Please copy everything from the start of the material down to and including the line containing "[[93, 257, 107, 292], [297, 312, 346, 381]]", renaming "Output spec" to "Output format" and leaving everything else unchanged.

**Exercise inputs**
▬▬▬▬▬▬▬▬▬▬

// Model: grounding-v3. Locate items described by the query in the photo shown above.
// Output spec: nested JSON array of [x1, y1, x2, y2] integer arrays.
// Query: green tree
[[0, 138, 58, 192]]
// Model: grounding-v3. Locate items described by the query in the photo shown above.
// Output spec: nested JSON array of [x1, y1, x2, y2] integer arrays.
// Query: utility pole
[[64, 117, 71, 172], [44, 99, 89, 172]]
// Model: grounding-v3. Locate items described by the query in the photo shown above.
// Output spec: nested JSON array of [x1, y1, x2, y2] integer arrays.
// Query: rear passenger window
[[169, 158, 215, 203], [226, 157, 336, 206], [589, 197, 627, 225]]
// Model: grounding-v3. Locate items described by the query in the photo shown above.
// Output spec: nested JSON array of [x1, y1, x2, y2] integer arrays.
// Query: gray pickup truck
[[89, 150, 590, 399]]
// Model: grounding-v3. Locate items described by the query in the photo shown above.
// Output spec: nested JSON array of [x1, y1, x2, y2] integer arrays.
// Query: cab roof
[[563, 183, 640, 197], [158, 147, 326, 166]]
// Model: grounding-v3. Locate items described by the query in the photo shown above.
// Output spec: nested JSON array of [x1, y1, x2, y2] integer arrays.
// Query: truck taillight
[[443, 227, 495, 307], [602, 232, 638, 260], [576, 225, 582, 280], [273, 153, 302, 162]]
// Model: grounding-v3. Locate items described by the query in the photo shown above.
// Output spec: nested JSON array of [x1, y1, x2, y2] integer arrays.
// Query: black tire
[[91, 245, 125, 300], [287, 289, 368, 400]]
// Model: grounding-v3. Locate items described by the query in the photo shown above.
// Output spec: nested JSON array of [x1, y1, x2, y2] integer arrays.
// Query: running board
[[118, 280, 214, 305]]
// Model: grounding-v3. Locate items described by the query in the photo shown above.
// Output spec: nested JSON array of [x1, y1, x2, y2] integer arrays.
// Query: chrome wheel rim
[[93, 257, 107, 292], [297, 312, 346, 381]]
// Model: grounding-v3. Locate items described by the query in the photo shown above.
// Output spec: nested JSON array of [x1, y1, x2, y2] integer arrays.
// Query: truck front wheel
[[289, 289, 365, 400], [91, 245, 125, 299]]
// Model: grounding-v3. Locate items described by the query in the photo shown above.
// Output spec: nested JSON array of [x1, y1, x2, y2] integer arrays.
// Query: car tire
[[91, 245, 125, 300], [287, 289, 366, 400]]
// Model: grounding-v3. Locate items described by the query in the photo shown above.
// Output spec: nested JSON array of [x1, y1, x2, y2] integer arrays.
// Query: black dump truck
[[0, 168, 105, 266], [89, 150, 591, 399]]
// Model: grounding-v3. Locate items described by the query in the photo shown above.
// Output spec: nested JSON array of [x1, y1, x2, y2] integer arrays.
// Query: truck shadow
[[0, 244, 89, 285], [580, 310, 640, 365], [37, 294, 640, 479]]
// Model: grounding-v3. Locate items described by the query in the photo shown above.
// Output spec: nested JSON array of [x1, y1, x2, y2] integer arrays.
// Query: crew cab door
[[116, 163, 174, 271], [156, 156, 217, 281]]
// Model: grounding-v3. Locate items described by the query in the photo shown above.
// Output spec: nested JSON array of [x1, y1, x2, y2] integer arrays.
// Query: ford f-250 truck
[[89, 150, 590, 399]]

▬▬▬▬▬▬▬▬▬▬

**Solution to the problem**
// Model: grounding-v3. Locate items described by the query in the photo shown above.
// Output format: nested JSON array of [x1, y1, x2, y2] integer arrays.
// Query: green tree
[[0, 138, 58, 192]]
// Model: grounding-v3. Locate items described by the query in the photo shown above.
// Output format: nested JSON array of [x1, y1, x2, y2] integer arrays.
// Query: utility pole
[[64, 117, 71, 172], [44, 99, 89, 172]]
// Model: grounding-v3. Locate items described by the query in the photo shown above.
// Output format: nested JSON array of [x1, y1, x2, y2] integer arrays.
// Query: rear passenger window
[[169, 158, 215, 203], [226, 157, 336, 206], [589, 197, 627, 225]]
// Model: grounding-v3. Locate items described by the query in the photo shown above.
// Output format: nested JSON array of [x1, y1, x2, y2] integer arrays.
// Query: gray pickup truck
[[89, 150, 590, 399]]
// Model: grounding-v3. Locate items described by the query in the photo shown above.
// Output format: nested JSON array of [x1, y1, x2, y2] integer arrays.
// Query: cab roof
[[563, 183, 640, 197], [158, 147, 326, 166]]
// Model: grounding-v3. Locate items described by the query in the photo shown above.
// Output format: nested JSON array of [x1, y1, x2, y2] integer arrays.
// Query: truck taillight
[[443, 227, 495, 307], [602, 232, 638, 260], [576, 225, 582, 280], [273, 153, 302, 162]]
// Model: grounding-v3. Locate items described by the query in the photo shown above.
// Output format: nested JSON array of [x1, y1, x2, y2] integer arrays.
// Query: black tire
[[91, 245, 125, 300], [287, 289, 368, 400]]
// Model: grounding-v3. Locate items described by the query in the photo shown above.
// Output format: nested JSON array of [x1, y1, x2, y2] integer arrays.
// Query: running board
[[118, 280, 214, 305]]
// Model: grounding-v3. Locate items described by the query in the photo shown above.
// Output format: nested JSON array of [x1, y1, x2, y2] integer arrays.
// Query: chrome wheel rim
[[93, 257, 107, 292], [297, 312, 346, 381]]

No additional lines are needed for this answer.